## Ejercicio propuesto 1:
En el texto extraído, ¿qué lleva el hombre que pide ayuda en el vagón del metro?

## Texto extraído:
━━━
El estilo de arquitectura europea de los edificios a esta altura de Broadway Avenue pareciera tener un punto limítrofe para dar paso a una más moderna. El ambiente es de primavera, aunque ya se pronostica que volverán a bajar las temperaturas. En los años sesenta y setenta esta plaza era punto neurálgico de consumo de drogas. Mientras bebemos los últimos sorbos de café vemos personas con la esperanza perdida en la vida, algunos con tics nerviosos incurables. Un hombre que se parece a Jimi Hendrix tiene puesto un cartel que dice “Sound of Music”, mientras otro en silla de ruedas lee y pasa las páginas de un libro monumental. Una señora da pedazos de pan pita a unos pajaritos que se agolpan aceleradamente y que, con el sonido de «Foxy Lady», la guitarra y la voz, pareciera lograr que las aves entraran en un viaje alucinógeno plumífero, dando tumbos cortos y eléctricos con los pedazos del pan árabe en los picos. En medio de lo decrépito, muchas personas, a su paso por la plaza, sonríen por el clima primaveral.
Entramos a la estación de la línea 1 que nos lleva directo hasta Penn Station en la calle 33 donde está el Madison Square Garden. Apenas nos sentamos en el vagón entra un hombre que empieza a decir: “I’m not a bad person. I’m 53 years old. I need your help”. Lleva un pequeño pote vacío de papitas Pringles, avanza, pasa a nuestro lado. Una persona se compadece y le da un billete de un dólar. El hombre no da las gracias, completamente desfasado del mundo, sigue caminando poco a poco, con su lamento, cruza hacia el siguiente vagón, se cierra la puerta y se lo traga la oscuridad.
━━━
## Ejercicio propuesto 2:
Reescala las entradas de abajo desde la línea que contiene "pad, one line per instance." hasta la última línea de las entradas, ambas incluidas. Repite esas líneas íntegras, con cada coordenada multiplicada por 1,95 y redondeada al entero más cercano, con las mitades hacia arriba.
━━━
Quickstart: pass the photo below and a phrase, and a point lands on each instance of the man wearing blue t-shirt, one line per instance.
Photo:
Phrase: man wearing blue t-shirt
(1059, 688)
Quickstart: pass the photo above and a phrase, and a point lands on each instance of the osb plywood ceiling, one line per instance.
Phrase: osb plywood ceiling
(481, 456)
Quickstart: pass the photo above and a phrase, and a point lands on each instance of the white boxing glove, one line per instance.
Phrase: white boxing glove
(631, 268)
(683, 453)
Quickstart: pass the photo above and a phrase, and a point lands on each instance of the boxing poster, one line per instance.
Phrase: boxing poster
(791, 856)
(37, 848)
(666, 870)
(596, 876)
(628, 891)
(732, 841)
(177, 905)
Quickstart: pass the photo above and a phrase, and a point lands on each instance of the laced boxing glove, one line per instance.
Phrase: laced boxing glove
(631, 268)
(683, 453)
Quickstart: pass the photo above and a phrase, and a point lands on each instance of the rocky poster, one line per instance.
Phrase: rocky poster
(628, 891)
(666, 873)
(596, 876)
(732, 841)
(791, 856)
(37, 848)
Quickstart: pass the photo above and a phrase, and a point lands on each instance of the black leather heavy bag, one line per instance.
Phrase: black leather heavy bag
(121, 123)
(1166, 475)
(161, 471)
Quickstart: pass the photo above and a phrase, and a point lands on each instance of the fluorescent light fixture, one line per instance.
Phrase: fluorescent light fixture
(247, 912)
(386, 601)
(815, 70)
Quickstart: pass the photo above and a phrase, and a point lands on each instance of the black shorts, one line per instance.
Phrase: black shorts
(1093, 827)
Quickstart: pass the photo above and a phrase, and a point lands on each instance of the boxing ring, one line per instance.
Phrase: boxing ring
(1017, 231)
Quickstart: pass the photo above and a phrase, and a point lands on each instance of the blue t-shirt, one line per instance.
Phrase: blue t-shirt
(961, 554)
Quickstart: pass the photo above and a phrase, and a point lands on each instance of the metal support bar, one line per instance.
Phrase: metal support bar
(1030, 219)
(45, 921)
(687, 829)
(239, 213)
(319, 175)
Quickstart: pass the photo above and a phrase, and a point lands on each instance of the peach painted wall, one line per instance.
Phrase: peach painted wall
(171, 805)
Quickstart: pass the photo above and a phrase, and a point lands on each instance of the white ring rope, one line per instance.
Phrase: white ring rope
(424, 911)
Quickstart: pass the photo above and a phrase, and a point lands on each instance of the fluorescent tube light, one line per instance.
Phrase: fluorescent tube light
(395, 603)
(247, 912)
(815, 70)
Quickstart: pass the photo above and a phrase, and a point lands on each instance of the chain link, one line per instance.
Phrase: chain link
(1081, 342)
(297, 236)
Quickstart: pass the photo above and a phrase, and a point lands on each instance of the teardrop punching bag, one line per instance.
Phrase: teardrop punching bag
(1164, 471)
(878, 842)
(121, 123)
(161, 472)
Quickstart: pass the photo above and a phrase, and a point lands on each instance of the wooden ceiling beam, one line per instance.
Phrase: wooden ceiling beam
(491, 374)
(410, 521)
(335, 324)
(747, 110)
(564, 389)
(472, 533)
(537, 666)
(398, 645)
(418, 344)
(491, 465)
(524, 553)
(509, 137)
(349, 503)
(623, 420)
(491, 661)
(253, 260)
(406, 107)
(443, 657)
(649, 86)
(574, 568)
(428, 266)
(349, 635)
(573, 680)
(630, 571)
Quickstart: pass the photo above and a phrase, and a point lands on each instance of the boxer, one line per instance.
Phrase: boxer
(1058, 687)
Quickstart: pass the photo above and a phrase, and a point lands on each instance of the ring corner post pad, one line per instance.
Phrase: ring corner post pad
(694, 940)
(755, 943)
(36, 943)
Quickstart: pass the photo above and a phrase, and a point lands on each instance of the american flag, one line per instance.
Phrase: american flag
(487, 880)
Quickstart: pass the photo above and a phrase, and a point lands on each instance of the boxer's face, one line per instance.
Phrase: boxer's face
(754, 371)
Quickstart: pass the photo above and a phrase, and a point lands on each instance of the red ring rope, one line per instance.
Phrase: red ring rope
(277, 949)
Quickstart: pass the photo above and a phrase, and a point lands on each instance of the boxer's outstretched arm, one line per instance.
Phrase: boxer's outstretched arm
━━━
## Solución 1:
Un pequeño pote vacío de papitas Pringles.

## Solución 2:
Quickstart: pass the photo above and a phrase, and a point lands on each instance of the ring corner post pad, one line per instance.
Phrase: ring corner post pad
(1353, 1833)
(1472, 1839)
(70, 1839)
Quickstart: pass the photo above and a phrase, and a point lands on each instance of the american flag, one line per instance.
Phrase: american flag
(950, 1716)
Quickstart: pass the photo above and a phrase, and a point lands on each instance of the boxer's face, one line per instance.
Phrase: boxer's face
(1470, 723)
Quickstart: pass the photo above and a phrase, and a point lands on each instance of the red ring rope, one line per instance.
Phrase: red ring rope
(540, 1851)
Quickstart: pass the photo above and a phrase, and a point lands on each instance of the boxer's outstretched arm, one line per instance.
Phrase: boxer's outstretched arm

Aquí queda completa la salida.